Braun concludes that the report “is without scientific merit,” possibly because it was based on insufficient information. He points out that the grouse have gone extinct in five counties in Colorado and one in Utah since 1990. They survive now in only six Colorado and one Utah counties, and may be extinct in four of them within 10 years, he predicts.
With the ruling against protecting the sage grouse, it may become difficult to hold together the coalition that has helped slow decline of the population over the past few years. Those who saw it only as a way to head off listing may now feel they have no need to humor the grouse in their land-use planning. Without this protection, the grouse may decline even more quickly.
Reassurances that the government will continue to manage land for the bird’s protection are hardly reassuring. Areas leased for oil and gas come under the jurisdiction of the Bureau of Land Management, which routinely subordinates all other values to oil and gas.
Other agencies also may not conform to Fish and Wildlife principles. Only after extensive negotiations was San Miguel County able to persuade the Colorado Department of Wildlife to re-route a road away from an active grouse area rather than through it. The San Miguel County commissioners will now be considering joining a coalition of groups that may sue to get the bird listed under the ESA.
The only hope for the sage grouse may be its day in court. Questions about the validity of the science behind the decision can only be resolved by the thorough review a court case would require. Administration policy made that inevitable from the beginning.
Bill Grant is professor emeritus of American Culture Studies at Bowling Green State University.

** WRITTEN REQUEST A **
Set down, word for word, the stretch of the sage grouse commentary from "Braun concludes that" through "even more quickly.".
The records that follow the sage grouse commentary are unrelated to it.

** GIVEN RECORDS **
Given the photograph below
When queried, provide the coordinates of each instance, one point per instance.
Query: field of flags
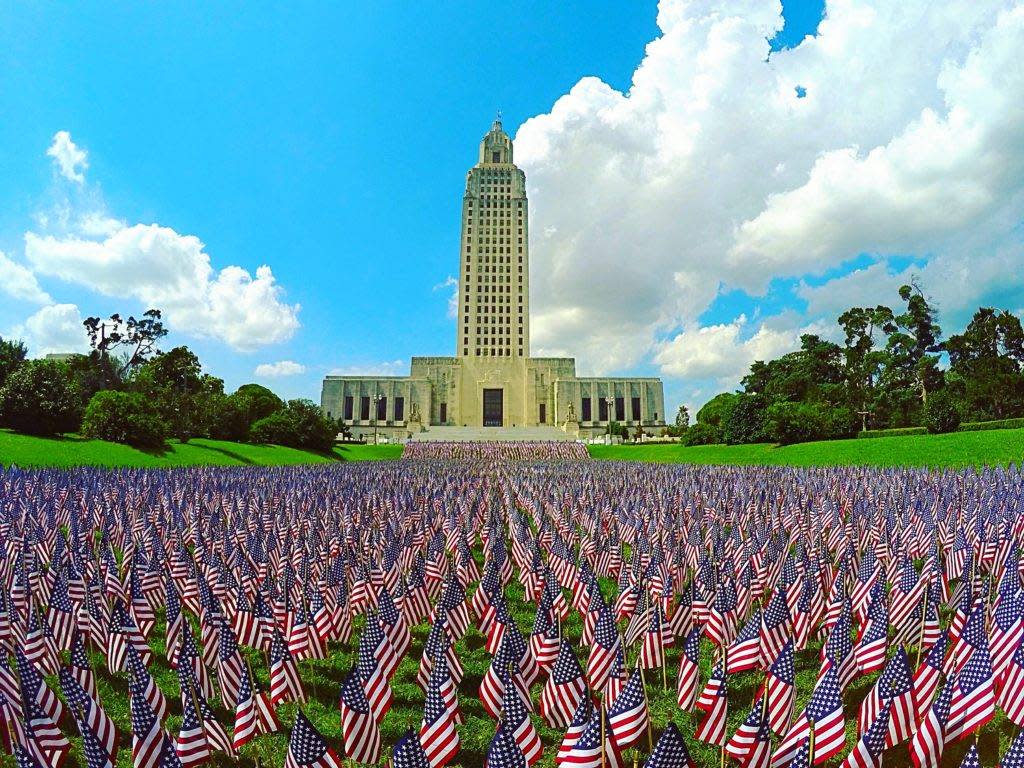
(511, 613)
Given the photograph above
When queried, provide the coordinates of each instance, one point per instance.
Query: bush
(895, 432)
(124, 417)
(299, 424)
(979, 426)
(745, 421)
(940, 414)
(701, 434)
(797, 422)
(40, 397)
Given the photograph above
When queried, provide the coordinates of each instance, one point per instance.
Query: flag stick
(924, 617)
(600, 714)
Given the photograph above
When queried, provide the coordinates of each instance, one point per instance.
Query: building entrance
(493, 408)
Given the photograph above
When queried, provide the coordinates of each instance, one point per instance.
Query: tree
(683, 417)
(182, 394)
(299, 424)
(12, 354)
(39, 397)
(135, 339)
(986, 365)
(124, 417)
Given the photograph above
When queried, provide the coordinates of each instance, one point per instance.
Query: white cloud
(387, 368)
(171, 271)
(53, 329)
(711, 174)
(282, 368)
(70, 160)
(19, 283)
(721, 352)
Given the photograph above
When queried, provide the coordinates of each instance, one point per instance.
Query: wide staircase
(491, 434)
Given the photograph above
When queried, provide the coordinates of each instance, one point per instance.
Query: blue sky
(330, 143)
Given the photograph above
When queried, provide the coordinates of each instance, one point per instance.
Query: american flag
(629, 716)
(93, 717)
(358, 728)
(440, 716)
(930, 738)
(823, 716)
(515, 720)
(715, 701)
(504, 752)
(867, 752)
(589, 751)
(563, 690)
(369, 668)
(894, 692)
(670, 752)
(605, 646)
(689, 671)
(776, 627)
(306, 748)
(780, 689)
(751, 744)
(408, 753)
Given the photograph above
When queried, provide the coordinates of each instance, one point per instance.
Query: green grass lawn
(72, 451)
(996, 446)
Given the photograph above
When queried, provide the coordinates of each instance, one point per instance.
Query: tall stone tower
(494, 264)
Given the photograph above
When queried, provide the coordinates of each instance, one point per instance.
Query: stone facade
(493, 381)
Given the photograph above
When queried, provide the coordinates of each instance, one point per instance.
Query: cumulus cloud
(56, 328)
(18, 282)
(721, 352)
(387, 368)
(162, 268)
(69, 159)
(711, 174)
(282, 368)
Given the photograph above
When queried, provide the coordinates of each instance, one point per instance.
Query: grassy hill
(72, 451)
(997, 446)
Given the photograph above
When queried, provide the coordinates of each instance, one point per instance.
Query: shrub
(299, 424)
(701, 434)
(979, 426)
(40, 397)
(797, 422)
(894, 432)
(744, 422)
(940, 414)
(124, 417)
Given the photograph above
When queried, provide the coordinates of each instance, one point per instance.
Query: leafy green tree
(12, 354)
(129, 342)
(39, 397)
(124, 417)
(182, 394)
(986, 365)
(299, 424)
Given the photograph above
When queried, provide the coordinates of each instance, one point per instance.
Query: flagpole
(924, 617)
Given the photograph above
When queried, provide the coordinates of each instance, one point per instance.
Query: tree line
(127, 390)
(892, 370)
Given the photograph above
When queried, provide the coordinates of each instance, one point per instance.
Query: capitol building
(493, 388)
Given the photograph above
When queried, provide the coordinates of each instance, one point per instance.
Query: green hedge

** WRITTEN REQUEST B **
Count the lines of the records that contain the string "green", treating case as significant, and reply with only that number.

** RESPONSE A **
Braun concludes that the report “is without scientific merit,” possibly because it was based on insufficient information. He points out that the grouse have gone extinct in five counties in Colorado and one in Utah since 1990. They survive now in only six Colorado and one Utah counties, and may be extinct in four of them within 10 years, he predicts.
With the ruling against protecting the sage grouse, it may become difficult to hold together the coalition that has helped slow decline of the population over the past few years. Those who saw it only as a way to head off listing may now feel they have no need to humor the grouse in their land-use planning. Without this protection, the grouse may decline even more quickly.

** RESPONSE B **
3